=== Text for analysis ===
When the COVID-19 pandemic first began to impact countries around the world earlier this year, non-essential healthcare procedures and elective surgeries were postponed partly to ensure that sufficient supplies were kept available for hospitals to treat coronavirus patients. Surgery and other medical care is deemed “elective” if the procedure can be delayed, without causing significant harm to the patient.
Now that the first surge of the pandemic has stabilized in many areas of the United States, facilities in states that have passed the federal government’s criteria for Phase One may return to providing non-emergency healthcare. This care should be offered in compliance with state health authorities and public health information, including OSHA’s Guidance on Preparing Workplaces for COVID-19. According to Principal Deputy Assistant Secretary for Occupational Safety and Health Loren Sweatt, “This guidance outlines practical ways that employers and workers can address potential health risks from the coronavirus in their workplaces.”
Healthcare facilities must do their part in preventing future surges of the coronavirus. Readiness to reopen varies by location, but you can use the following recommendations to ensure that your facility will be able to provide care again.
The First Priority: Patients
When you resume health care services, the absolute first priority is the health and safety of your patients. It is highly recommended for healthcare facilities to screen all personnel before they enter the facility—including patients, staff, and third party vendors such as delivery workers—to prevent further spread. Screening typically involves asking visitors and employees questions such as:
- Are you experiencing any common symptoms of COVID-19, such as fever, coughing, shortness of breath, chills, or recent loss of taste/smell?
- Have you been taking care of someone who is suspected or confirmed to have COVID-19?
- Have you recently come into contact with someone who has been diagnosed with COVID-19?
On top of screening, personal protective equipment such as gloves, medical grade masks, and face shields should be provided to all employees, especially those who must come into close contact with their patients. It’s recommended to encourage employees who feel sick to remain at homes.
Healthcare facilities are one of the most important places to implement sanitation. Before you open your doors again for elective procedures, you should develop a plan for thorough and consistent disinfection throughout your clinic. In many facilities, this includes wiping down counters, the arms of chairs in the waiting room, door handles, medical equipment, and other high-touch surfaces either on a schedule (i.e. once an hour) or immediately after each patient.
Many facilities have removed magazines in their waiting rooms and restricted access to drinking fountains. Some of them ask their patients to fill out paperwork and provide information online; if paperwork must be filled out at the clinic, pens and clipboards are sanitized after each use.
===
» Tasks and exercises:
• A. According to the text on reopening healthcare facilities, when is surgery or other medical care considered "elective"?
• B. Translate this sentence from the text on reopening healthcare facilities into Spanish: "Healthcare facilities must do their part in preventing future surges of the coronavirus."
• C. Repeat word for word the part of the text on reopening healthcare facilities from "On top of screening, personal" to "after each patient.".
=== Extracted information ===
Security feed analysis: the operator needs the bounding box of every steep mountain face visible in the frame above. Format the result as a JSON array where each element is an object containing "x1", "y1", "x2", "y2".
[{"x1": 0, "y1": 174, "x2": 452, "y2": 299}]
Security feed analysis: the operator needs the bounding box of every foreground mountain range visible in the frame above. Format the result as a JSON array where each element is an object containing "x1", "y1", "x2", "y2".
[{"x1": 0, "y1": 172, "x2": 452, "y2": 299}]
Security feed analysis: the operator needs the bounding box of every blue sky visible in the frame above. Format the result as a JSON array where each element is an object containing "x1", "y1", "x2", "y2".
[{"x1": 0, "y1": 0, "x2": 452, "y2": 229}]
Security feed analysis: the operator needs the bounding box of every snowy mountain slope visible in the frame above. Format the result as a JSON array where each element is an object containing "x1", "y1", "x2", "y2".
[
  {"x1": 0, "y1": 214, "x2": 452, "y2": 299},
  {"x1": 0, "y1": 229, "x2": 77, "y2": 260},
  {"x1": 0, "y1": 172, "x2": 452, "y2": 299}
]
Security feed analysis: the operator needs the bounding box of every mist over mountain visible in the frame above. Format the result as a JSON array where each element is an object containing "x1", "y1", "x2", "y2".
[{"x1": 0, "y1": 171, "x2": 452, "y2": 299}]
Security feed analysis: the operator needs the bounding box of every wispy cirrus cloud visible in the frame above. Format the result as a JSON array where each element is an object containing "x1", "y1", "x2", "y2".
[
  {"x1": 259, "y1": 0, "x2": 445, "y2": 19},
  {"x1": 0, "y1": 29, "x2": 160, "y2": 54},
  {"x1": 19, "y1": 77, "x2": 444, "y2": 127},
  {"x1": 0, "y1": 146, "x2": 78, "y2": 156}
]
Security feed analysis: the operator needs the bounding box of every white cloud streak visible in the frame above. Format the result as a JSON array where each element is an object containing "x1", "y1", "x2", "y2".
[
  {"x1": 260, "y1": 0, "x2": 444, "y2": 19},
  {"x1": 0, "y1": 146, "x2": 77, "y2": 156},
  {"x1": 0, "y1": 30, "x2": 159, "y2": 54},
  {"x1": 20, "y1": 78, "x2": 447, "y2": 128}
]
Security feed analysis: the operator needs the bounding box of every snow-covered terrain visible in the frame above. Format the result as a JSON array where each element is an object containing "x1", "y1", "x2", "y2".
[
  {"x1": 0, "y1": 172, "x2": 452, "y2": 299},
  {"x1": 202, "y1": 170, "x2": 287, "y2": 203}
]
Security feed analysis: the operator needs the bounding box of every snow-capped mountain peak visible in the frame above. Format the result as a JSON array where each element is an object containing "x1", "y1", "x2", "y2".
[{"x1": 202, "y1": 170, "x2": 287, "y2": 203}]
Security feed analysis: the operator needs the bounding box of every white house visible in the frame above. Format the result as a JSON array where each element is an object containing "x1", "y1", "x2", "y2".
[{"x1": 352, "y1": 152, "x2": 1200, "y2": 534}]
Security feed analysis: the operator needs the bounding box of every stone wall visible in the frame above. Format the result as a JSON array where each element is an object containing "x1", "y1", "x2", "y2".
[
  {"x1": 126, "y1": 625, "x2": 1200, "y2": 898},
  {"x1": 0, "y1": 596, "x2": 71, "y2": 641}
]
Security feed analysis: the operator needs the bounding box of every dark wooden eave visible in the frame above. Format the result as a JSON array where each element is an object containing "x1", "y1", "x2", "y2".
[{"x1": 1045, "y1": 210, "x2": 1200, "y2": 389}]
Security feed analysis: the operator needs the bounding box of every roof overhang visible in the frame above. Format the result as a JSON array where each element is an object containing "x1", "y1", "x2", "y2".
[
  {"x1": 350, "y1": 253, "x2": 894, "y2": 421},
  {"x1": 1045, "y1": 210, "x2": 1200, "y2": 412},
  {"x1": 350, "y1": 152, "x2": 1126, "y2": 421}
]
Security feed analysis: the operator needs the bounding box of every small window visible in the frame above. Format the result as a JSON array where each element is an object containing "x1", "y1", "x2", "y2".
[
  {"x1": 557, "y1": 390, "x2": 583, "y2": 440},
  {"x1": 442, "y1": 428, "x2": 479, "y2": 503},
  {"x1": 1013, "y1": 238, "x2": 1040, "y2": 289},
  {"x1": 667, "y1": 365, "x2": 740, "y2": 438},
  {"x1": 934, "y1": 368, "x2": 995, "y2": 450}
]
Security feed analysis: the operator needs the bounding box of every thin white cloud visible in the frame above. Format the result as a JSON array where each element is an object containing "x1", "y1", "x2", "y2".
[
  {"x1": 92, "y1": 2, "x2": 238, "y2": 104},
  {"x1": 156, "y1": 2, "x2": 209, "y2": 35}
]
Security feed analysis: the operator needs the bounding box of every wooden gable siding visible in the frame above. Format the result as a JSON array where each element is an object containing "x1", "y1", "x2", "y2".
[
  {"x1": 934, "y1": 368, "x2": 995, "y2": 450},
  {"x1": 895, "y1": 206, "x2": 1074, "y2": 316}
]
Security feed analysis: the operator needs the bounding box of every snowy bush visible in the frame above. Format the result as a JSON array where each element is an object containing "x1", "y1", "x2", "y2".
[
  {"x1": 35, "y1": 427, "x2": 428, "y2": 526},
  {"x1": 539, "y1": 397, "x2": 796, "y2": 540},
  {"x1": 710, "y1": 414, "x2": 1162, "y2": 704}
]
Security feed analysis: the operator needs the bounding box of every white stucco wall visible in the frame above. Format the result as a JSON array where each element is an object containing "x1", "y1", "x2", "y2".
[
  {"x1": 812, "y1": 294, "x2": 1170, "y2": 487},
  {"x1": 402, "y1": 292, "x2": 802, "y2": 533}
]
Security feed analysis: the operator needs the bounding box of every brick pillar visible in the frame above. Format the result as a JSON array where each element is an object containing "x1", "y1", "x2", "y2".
===
» Solutions by task:
• A. When the procedure can be delayed without causing significant harm to the patient.

• B. Los centros de atención médica deben hacer su parte para prevenir futuros repuntes del coronavirus.

• C.
On top of screening, personal protective equipment such as gloves, medical grade masks, and face shields should be provided to all employees, especially those who must come into close contact with their patients. It’s recommended to encourage employees who feel sick to remain at homes.
Healthcare facilities are one of the most important places to implement sanitation. Before you open your doors again for elective procedures, you should develop a plan for thorough and consistent disinfection throughout your clinic. In many facilities, this includes wiping down counters, the arms of chairs in the waiting room, door handles, medical equipment, and other high-touch surfaces either on a schedule (i.e. once an hour) or immediately after each patient.